Give the material as a numbered list, one line per item, starting with its first line and ending with the line that contains "x=70, y=227". Leave out blank lines and the pictures.

Collection entries
------------------------
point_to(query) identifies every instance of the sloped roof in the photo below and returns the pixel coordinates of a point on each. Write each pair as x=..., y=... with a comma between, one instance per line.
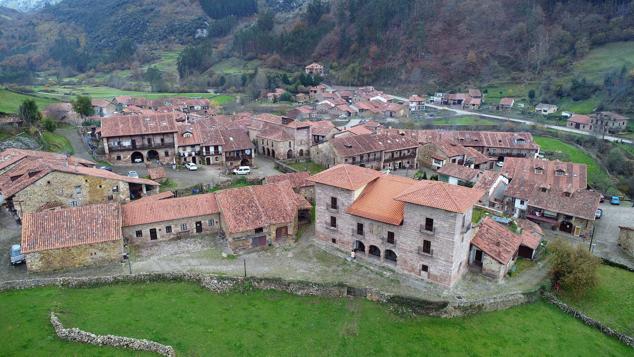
x=349, y=177
x=496, y=240
x=168, y=209
x=441, y=195
x=70, y=227
x=377, y=202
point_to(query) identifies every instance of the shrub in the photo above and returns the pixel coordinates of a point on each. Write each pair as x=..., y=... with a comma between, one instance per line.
x=573, y=268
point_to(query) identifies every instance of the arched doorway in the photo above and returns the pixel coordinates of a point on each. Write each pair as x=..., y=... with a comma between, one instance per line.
x=136, y=157
x=152, y=155
x=390, y=256
x=359, y=247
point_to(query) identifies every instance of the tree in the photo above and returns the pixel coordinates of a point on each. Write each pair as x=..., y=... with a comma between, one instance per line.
x=28, y=112
x=83, y=106
x=573, y=268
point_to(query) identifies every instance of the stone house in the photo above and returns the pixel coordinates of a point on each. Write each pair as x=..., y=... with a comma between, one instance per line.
x=37, y=183
x=419, y=228
x=138, y=138
x=153, y=218
x=72, y=237
x=257, y=216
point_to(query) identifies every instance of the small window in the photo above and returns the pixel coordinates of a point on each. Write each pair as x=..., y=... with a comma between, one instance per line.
x=426, y=247
x=390, y=237
x=429, y=224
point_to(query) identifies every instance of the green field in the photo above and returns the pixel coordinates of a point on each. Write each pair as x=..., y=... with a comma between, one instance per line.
x=10, y=101
x=574, y=154
x=612, y=301
x=268, y=323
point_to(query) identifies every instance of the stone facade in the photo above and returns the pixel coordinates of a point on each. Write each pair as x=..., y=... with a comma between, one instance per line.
x=186, y=227
x=444, y=262
x=61, y=189
x=75, y=257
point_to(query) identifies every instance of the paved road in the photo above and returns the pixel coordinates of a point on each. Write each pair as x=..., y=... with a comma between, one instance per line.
x=527, y=122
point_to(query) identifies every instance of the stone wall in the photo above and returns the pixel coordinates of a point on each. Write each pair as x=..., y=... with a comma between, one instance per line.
x=74, y=257
x=77, y=335
x=628, y=340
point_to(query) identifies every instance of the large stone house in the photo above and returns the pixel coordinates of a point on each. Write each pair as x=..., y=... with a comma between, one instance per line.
x=139, y=138
x=420, y=228
x=56, y=239
x=31, y=181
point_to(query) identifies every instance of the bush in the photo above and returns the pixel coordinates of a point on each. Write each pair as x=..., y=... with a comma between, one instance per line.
x=573, y=268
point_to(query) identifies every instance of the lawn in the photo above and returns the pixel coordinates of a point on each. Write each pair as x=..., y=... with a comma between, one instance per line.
x=574, y=154
x=56, y=143
x=611, y=301
x=10, y=101
x=268, y=323
x=311, y=167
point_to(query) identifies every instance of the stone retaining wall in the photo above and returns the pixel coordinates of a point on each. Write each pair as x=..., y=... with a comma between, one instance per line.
x=628, y=340
x=222, y=284
x=77, y=335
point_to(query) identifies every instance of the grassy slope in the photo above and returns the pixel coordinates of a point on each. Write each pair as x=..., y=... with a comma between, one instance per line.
x=574, y=154
x=612, y=301
x=197, y=322
x=10, y=101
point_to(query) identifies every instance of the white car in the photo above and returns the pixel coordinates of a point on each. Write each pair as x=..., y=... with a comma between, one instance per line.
x=191, y=166
x=242, y=170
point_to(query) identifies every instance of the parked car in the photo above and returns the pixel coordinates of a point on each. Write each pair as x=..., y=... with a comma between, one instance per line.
x=16, y=255
x=598, y=214
x=191, y=166
x=242, y=170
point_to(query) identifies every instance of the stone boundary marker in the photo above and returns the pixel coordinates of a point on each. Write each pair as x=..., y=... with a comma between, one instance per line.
x=552, y=299
x=77, y=335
------------------------
*RESULT FOR THIS TASK*
1. point_to(query) identifies every instance of the sloped roof in the photo below and returns the pixel coordinates of a point on each. Write each pair as x=..., y=... with a comma between, one instance per line.
2. x=349, y=177
3. x=496, y=240
4. x=168, y=209
5. x=441, y=195
6. x=70, y=227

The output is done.